▶ _Task list_:
A - Check each statement against the excerpt on the UK economy after the referendum. For each, answer yes or no and quote the words of the text that decide it. (i) Manufacturing activity reached its highest level since 2014. (ii) Construction contributed to the post-referendum boost in GDP. (iii) Real disposable income grew alongside household consumption.
B - Duplicate the part of the UK economy excerpt that runs from "These high frequency" down to "and computer programming.", keeping every word as it is.

▶ _Document excerpt_:
In another respect, though, she was, as the Americans say, whistling Dixie. She meant that I should cheer up about the economic prospects for the UK outside the EU over the next few years. To do that, though, you either have to have belief, which belongs in your preferred place of worship, or you have to have an idea about what drives growth, productivity and living standards. Belief may make you feel better, but won’t make things happen.

In the interim, what is the basis for reasons to be cheerful, and what, if anything, does it portend?

Evidence is good, as things stand

The so-called purchasing manager surveys all showed businesses ending 2016 on a high note. Service industries were expanding at the fastest rate since July 2015. Manufacturing activity was at the highest level since 2014. Separately, we know that housebuilding has been picking up—though levels remain significantly lower than before the financial crisis—that homebuilder share prices are performing well, and that a record 2.69m new cars were registered last year, albeit largely in the fleet rather than personal sector.

These high frequency economic indicators give us a decent snapshot mostly of what’s happening to growth. The official GDP releases and revisions, though, inform about the economy as a whole. What we know is that after a slow start at the beginning of the year, GDP rose by 0.6 per cent—or 2.4 per cent at an annualised rate—in the second quarter, in which the referendum came at the end—but that it continued expanding at this pace in the quarter ending September, a far cry from the stall that had been predicted. The Office for National Statistics said that the post-referendum boost was entirely attributable to service industries, since construction and production industries were both weaker than before. The leading lights were concentrated in communications industries, driven mainly by the film, video and TV sectors, sound recording, music publishing and computer programming.

The first estimate of fourth quarter 2016 GDP will be published in just over two weeks, on 26th January. On the basis of admittedly still skimpy data sets for the quarter, analysts are expecting a quarterly GDP rise of about 0.5 per cent, which is pretty much the UK’s average quarterly growth rate for the last 20 years. It will bring the annual growth rate to about 2.2 per cent.

Some forecasts were wrong, but not all are meaningless

So why did the Bank and the Treasury get it so wrong? There is one over-riding explanation for why official and other forecasters were too pessimistic: they got household consumption wrong.

The assumptions that a “Leave” vote would shock confidence and change household behaviour were perhaps rooted our experience of what happened in 2008-09, and to a more limited extent in 2013-14. In the event, the policy environment changed—with the Bank of England cutting interest rates a bit and relaunching QE. And Sterling fell sharply, boosting tourist receipts and the local value of income and profits from abroad, and perhaps inducing households to bring forward some spending before goods and services became dearer. Most important of all, the savings rate, which had been 6.1 per cent in the quarter of the referendum carried on falling to 5.6 per cent in the following quarter, helping to propel household consumption growth of about 0.6 per cent. This was all the more remarkable because real disposable income actually fell by a similar amount. The corollary, of course, is that there is a limit to how far consumption can keep driving GDP if it depends on falling saving (or more borrowing), and if real incomes stagnate.

And that is precisely why most forecasters now still expect a worse, if not awful year in 2017. Following the fall in Sterling, the rebound in energy and industrial materials prices, and the slight hardening of wage and salary formation, inflation is expected to rise to about 3 per cent or so by the end of this year or early 2018. With money wages growing by less, people’s real incomes therefore will decline.

▶ _Given information_:
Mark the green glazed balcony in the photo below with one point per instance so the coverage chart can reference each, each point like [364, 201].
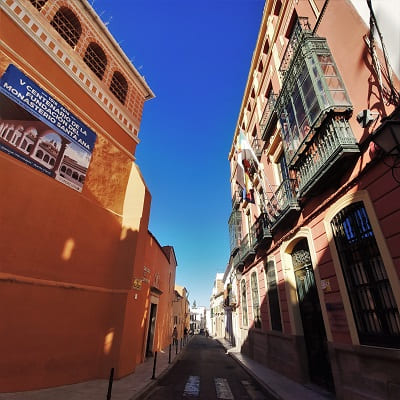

▶ _Worked answers_:
A -
(i) Yes: "Manufacturing activity was at the highest level since 2014."
(ii) No: "the post-referendum boost was entirely attributable to service industries, since construction and production industries were both weaker than before."
(iii) No: "This was all the more remarkable because real disposable income actually fell by a similar amount."

B -
These high frequency economic indicators give us a decent snapshot mostly of what’s happening to growth. The official GDP releases and revisions, though, inform about the economy as a whole. What we know is that after a slow start at the beginning of the year, GDP rose by 0.6 per cent—or 2.4 per cent at an annualised rate—in the second quarter, in which the referendum came at the end—but that it continued expanding at this pace in the quarter ending September, a far cry from the stall that had been predicted. The Office for National Statistics said that the post-referendum boost was entirely attributable to service industries, since construction and production industries were both weaker than before. The leading lights were concentrated in communications industries, driven mainly by the film, video and TV sectors, sound recording, music publishing and computer programming.